───── GIVEN TEXT ─────
The Transport Medal was a British campaign medal sanctioned on 8 November 1903 and awarded by the Lord Commissioners of the Admiralty. It was awarded to masters and officers (Note: Specifically, Masters, First, Second and Third Officers, First, Second and Third Engineers, Pursers and Surgeons.) of merchant ships employed by the Transport Service to move troops to either South Africa during the South African War or to China during the Boxer Rebellion. The officers of hospital ships also qualified.

It was intended that the medal would be awarded for any future campaign where a medal was issued to the troops taking part, but it was not awarded again after the South Africa and China wars.

The medal, 1.4 in in diameter, is silver and has a plain straight swivel suspender. The obverse bears the head of King Edward VII in Royal Navy uniform, with the inscription EDWARDVS VII REX IMPERATOR.
The reverse depicts HMS Ophir beneath a map of the world with, below, the words in Latin OB PATRIAM MILITIBUS PER MARE TRANSVECTIS ADJUTAM which translates as for services rendered in transporting troops by sea.
─────
**EXERCISE REQUIREMENTS**
A. In the text about the Transport Medal, who awarded the medal?
B. Quote the Transport Medal text word for word, starting with "The reverse depicts" and going on through "troops by sea.".
C. Continue the text about the Transport Medal from the point where it stops.
───── DATA ─────
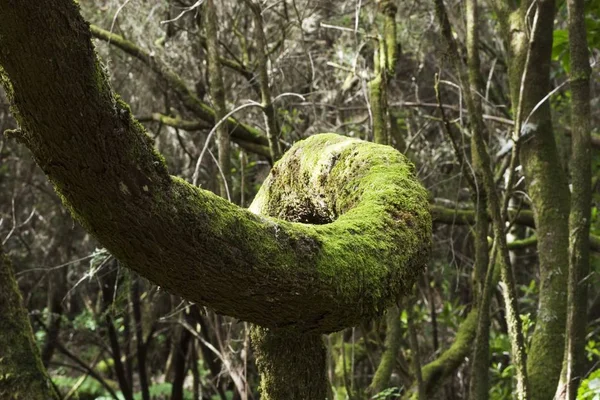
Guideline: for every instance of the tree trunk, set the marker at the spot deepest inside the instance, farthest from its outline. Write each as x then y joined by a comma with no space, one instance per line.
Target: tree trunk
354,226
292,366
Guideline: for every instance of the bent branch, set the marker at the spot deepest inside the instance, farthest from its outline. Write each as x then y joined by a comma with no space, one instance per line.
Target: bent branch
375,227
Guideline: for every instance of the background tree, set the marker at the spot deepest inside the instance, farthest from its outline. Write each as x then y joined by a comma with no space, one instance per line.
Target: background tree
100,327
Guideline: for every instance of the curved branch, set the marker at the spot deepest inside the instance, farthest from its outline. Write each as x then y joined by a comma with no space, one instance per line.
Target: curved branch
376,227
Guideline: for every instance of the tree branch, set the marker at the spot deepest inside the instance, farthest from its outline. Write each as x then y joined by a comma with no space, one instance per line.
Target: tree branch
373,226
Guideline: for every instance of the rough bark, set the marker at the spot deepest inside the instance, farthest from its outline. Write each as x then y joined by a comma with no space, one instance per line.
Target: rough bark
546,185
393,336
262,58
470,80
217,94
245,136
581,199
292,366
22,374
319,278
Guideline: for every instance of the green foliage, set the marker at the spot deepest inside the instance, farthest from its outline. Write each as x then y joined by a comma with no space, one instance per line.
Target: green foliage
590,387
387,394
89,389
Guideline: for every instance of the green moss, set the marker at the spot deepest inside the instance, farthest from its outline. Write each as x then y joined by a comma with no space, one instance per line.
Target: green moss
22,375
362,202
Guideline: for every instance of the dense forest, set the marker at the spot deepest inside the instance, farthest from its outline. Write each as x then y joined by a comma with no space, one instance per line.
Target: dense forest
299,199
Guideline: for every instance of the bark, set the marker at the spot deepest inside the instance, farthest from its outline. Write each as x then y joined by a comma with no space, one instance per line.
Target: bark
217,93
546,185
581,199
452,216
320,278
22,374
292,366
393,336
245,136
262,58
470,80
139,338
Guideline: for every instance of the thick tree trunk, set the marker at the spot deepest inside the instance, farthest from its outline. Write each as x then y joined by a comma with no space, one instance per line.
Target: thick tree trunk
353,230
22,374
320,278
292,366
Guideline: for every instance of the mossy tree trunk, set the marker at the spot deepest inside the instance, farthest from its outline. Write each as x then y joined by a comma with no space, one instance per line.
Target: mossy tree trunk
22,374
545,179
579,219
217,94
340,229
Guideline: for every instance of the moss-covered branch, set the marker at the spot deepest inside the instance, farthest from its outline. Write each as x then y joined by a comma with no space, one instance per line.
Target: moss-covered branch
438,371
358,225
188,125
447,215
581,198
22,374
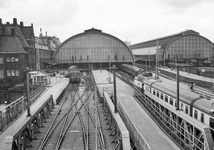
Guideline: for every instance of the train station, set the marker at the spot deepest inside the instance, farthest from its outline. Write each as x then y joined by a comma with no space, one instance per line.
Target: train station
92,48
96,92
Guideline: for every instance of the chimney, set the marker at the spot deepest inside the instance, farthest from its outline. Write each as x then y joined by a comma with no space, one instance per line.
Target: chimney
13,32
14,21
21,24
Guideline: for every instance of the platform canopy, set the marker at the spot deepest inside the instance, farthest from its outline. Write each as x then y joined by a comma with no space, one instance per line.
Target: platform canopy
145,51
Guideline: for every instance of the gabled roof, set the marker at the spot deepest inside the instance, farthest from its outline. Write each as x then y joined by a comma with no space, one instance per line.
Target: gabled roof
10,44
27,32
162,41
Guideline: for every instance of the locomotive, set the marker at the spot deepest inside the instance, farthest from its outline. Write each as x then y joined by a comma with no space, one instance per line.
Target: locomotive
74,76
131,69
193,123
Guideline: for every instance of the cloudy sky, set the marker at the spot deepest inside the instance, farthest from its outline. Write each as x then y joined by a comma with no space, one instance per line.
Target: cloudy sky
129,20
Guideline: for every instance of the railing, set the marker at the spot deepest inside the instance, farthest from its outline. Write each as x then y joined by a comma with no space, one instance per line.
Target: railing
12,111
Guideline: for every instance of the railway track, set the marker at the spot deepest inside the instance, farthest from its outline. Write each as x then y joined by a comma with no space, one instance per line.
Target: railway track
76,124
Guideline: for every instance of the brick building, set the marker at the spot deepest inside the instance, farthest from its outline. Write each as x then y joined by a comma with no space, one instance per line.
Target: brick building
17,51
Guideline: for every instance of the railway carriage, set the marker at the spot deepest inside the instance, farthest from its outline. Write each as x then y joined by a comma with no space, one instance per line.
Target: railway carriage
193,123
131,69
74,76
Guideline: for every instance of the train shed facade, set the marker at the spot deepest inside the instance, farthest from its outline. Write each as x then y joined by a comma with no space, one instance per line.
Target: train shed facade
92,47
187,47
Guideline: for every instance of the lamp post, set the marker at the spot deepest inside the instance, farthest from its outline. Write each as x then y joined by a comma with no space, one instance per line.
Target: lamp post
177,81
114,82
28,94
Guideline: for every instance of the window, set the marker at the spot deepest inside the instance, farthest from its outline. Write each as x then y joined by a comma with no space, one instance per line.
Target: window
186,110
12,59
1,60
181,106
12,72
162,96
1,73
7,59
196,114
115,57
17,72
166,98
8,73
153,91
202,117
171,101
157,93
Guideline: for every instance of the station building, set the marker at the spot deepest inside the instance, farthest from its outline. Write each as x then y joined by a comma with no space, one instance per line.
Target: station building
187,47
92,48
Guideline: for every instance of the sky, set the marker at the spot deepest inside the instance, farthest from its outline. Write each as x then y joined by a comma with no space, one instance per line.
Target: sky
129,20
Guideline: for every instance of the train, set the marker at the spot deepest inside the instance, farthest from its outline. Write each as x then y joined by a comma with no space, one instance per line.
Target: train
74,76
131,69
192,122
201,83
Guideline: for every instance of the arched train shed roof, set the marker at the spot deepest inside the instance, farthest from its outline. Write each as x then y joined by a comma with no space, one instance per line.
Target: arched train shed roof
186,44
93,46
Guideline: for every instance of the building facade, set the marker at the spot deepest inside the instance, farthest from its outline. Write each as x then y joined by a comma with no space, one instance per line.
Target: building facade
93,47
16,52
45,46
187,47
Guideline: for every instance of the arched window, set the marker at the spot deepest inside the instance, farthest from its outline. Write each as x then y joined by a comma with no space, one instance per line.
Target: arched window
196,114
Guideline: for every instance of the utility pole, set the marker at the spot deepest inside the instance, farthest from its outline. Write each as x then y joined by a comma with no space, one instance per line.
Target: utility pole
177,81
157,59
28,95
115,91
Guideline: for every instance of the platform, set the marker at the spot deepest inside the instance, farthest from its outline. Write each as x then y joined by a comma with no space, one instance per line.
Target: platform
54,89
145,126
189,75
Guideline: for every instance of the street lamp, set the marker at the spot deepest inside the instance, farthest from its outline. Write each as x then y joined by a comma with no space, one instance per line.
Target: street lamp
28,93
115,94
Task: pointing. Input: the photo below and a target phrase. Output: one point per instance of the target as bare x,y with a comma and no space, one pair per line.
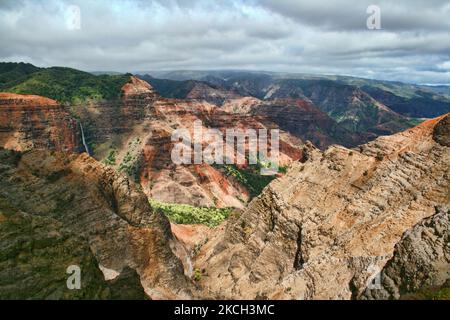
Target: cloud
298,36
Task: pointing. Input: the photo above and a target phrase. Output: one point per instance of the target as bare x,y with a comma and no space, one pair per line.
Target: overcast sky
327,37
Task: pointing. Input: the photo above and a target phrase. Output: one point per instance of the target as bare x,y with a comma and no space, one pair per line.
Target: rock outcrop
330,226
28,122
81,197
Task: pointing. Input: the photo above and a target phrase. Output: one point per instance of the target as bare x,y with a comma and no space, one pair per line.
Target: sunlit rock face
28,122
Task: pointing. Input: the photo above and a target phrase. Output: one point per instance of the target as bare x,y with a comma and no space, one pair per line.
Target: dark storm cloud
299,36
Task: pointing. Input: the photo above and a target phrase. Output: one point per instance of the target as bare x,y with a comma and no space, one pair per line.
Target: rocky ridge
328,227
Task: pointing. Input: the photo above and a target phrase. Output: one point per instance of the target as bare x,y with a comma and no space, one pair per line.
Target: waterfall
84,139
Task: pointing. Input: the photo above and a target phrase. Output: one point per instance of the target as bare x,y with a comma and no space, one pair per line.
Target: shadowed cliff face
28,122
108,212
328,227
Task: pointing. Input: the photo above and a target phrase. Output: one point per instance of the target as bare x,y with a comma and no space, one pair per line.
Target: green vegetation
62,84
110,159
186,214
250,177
─────
───── DATA ─────
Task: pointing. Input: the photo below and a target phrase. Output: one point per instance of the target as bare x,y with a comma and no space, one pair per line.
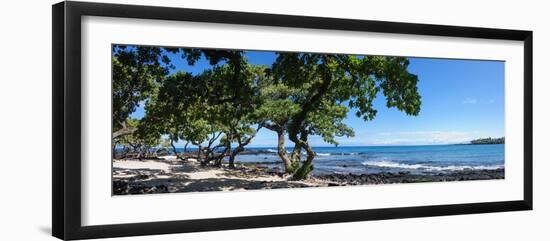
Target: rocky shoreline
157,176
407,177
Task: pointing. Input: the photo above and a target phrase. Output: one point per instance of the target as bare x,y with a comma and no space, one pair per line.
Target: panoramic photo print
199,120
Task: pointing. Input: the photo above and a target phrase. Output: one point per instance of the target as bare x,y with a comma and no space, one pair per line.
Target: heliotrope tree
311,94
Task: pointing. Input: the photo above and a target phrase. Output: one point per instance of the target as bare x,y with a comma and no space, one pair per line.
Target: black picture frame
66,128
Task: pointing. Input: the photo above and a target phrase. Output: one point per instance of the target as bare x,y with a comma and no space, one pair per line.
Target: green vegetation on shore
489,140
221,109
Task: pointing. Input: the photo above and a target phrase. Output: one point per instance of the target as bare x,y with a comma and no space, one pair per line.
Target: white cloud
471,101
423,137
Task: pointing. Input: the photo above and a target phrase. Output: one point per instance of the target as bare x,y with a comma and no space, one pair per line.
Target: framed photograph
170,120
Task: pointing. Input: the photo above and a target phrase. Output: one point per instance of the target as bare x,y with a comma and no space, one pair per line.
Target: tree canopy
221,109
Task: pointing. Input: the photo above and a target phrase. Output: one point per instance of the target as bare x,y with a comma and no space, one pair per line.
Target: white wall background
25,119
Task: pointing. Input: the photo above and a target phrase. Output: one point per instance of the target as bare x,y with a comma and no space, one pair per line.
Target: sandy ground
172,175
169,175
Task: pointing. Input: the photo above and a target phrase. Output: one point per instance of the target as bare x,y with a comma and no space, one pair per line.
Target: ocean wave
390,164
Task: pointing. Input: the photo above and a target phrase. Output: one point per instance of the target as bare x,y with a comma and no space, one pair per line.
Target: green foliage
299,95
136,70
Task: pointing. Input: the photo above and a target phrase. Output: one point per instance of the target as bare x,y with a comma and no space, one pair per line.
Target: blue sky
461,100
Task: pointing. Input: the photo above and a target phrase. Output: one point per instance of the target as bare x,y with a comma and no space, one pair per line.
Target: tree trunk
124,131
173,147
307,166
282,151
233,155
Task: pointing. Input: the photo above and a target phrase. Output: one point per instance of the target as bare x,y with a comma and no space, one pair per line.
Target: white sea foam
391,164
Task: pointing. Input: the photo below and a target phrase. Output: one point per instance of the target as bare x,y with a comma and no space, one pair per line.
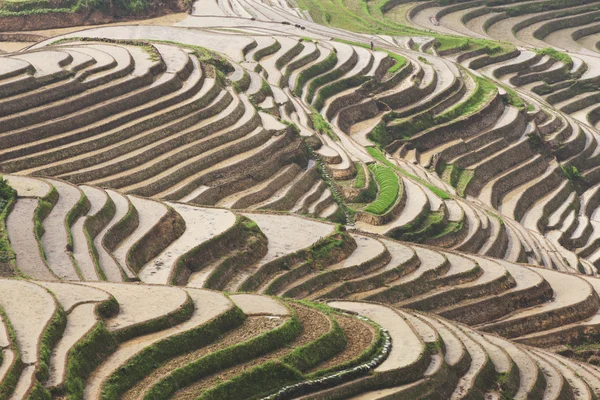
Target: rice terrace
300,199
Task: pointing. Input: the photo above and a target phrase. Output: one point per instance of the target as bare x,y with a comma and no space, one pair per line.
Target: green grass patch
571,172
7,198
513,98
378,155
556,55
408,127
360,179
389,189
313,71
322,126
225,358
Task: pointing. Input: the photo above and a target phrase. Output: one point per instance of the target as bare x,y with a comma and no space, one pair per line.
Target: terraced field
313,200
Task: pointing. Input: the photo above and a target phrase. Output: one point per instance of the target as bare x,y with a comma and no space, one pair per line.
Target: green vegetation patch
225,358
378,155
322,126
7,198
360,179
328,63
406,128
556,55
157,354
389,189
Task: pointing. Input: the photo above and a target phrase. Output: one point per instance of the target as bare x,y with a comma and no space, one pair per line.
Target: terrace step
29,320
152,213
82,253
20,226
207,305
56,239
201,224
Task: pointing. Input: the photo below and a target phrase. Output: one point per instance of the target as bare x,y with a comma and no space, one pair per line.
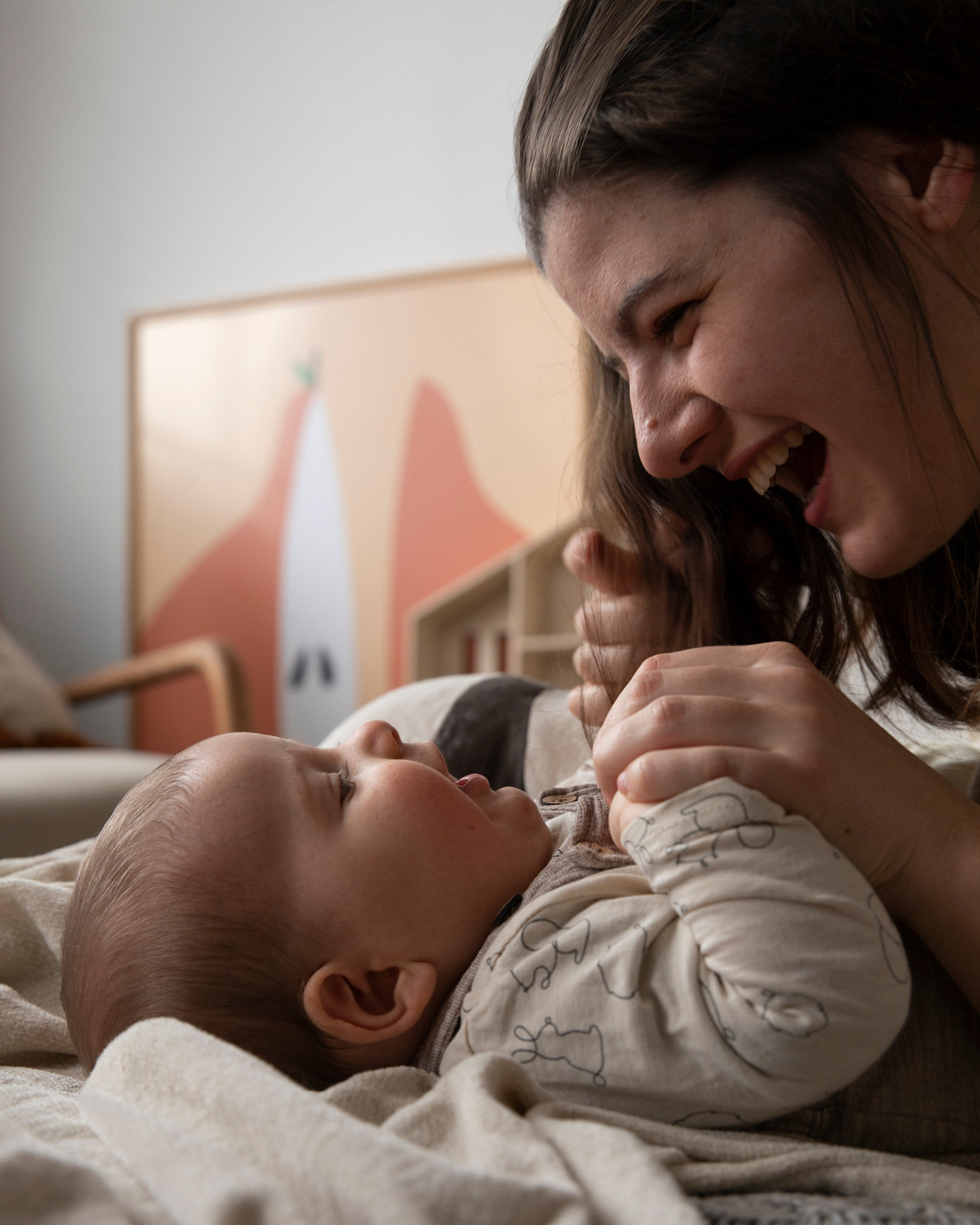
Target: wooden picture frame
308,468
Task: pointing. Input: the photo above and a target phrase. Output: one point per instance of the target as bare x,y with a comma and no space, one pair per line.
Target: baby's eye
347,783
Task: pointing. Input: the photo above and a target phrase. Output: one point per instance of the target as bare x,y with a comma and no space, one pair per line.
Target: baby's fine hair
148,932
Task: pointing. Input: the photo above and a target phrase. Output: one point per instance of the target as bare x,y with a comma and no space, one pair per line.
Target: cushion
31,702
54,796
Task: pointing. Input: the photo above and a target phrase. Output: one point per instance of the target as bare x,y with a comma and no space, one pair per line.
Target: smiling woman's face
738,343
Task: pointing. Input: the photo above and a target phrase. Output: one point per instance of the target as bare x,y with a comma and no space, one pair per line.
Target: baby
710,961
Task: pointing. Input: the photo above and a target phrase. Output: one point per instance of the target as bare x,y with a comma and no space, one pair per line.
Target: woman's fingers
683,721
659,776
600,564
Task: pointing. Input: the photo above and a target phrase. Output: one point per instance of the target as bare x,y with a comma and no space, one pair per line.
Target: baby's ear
─────
**ACTIVITY ANSWERS**
A. The Lord Commissioners of the Admiralty awarded it.

B.
The reverse depicts HMS Ophir beneath a map of the world with, below, the words in Latin OB PATRIAM MILITIBUS PER MARE TRANSVECTIS ADJUTAM which translates as for services rendered in transporting troops by sea.

C.
The recipient's name, although not his rank or ship, is impressed in block capitals on the rim of the medal. However for those who were ship masters the notation "IN COMMAND" was added after their names.
The 1.25 in wide ribbon is red, with a blue stripe towards each edge.

==Clasps==
- S.AFRICA 1899–1902
 For services related to the South African War, 13 September 1899 – 31 October 1902.
- CHINA 1900
 For services related to the Boxer Rebellion, 1 June 1900 – 31 December 1901.

The officers of 117 transports and eleven hospital ships qualified, with a total of 1,719 medals awarded: 1,219 with the 'S. Africa 1899-1902' clasp, 322 with the 'China 1900' clasp and 178 with both clasps. (Note: Precise award figures vary slightly. For example, Edward Joslin states 1,270 S. Africa, 323 China and 188 two clasp medals, while Robert J. Paterson notes a total of 1,810 medals and 180 ships.)